The request.
Can you set out every line of the listing below as a numbered list, leaving out any blank lines?

— START —

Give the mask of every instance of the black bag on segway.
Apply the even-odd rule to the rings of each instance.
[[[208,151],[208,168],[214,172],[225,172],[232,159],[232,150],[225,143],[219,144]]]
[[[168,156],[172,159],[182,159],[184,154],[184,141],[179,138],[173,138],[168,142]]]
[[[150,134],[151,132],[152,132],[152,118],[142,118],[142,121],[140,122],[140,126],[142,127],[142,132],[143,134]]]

— END —

Solution.
1. Give the mask of every instance of the black bag on segway.
2. Apply the even-odd rule to the rings of each instance.
3. [[[208,151],[208,168],[214,172],[225,172],[232,159],[232,150],[225,143],[219,144]]]
4. [[[168,156],[172,159],[182,159],[184,154],[184,141],[179,138],[173,138],[168,142]]]
5. [[[150,134],[151,132],[152,132],[152,118],[142,118],[142,121],[140,122],[140,126],[142,127],[142,132],[143,134]]]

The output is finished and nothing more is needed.